# GIVEN PROBLEM
Collect every line in the records below that contains the word "dark", and copy each such line in full.

# EXCERPTED DATA
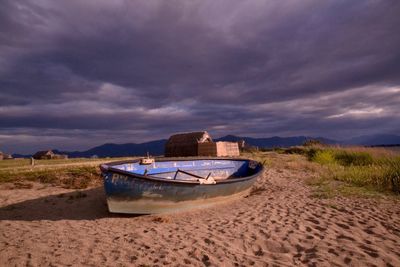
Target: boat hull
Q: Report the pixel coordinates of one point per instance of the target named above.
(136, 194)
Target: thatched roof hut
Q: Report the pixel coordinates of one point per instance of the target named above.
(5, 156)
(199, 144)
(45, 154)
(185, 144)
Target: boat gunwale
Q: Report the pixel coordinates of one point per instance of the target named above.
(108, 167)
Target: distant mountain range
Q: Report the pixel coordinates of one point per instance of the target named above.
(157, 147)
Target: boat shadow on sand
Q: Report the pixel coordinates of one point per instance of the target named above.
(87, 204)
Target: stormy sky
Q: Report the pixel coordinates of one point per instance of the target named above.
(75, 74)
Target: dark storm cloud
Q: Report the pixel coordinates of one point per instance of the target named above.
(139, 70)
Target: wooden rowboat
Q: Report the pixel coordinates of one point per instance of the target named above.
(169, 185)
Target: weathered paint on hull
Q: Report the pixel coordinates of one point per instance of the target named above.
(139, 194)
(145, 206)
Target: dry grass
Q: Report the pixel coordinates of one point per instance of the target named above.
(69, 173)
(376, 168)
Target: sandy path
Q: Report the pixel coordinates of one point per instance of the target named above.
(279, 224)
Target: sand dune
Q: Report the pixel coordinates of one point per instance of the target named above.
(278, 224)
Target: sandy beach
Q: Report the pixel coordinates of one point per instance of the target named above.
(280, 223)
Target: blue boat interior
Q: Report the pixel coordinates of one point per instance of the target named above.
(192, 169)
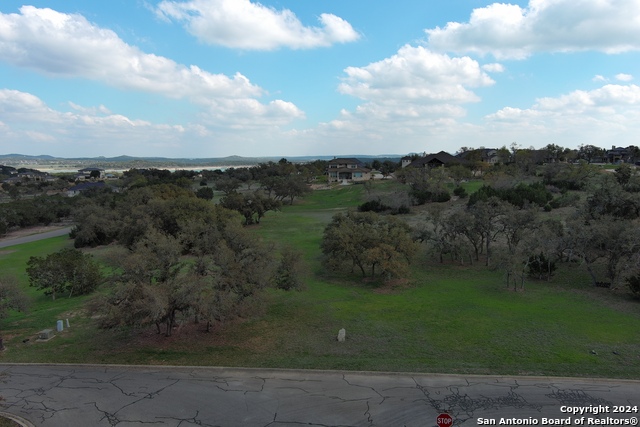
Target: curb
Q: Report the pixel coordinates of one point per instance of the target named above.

--

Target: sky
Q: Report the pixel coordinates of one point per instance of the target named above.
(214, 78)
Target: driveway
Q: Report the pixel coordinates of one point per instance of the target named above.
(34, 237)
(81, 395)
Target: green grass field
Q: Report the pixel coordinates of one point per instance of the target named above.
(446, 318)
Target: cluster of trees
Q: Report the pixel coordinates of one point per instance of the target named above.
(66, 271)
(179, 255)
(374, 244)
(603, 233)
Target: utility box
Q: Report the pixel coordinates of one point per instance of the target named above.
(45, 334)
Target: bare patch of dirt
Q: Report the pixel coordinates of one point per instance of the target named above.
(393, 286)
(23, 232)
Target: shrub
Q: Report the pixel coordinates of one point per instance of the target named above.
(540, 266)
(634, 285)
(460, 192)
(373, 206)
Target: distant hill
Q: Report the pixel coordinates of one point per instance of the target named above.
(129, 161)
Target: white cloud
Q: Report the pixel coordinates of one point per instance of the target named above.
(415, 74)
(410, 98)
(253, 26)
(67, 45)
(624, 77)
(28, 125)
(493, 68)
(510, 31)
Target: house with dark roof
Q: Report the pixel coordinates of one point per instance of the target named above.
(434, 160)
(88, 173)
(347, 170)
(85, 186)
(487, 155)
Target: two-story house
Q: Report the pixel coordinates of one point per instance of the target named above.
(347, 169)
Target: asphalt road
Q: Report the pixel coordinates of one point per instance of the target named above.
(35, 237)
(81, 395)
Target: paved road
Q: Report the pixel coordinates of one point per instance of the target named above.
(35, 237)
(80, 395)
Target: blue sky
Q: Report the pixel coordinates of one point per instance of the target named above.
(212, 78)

# RESPONSE TO THE EXERCISE
Target: dark storm cloud
Target: house with dark roof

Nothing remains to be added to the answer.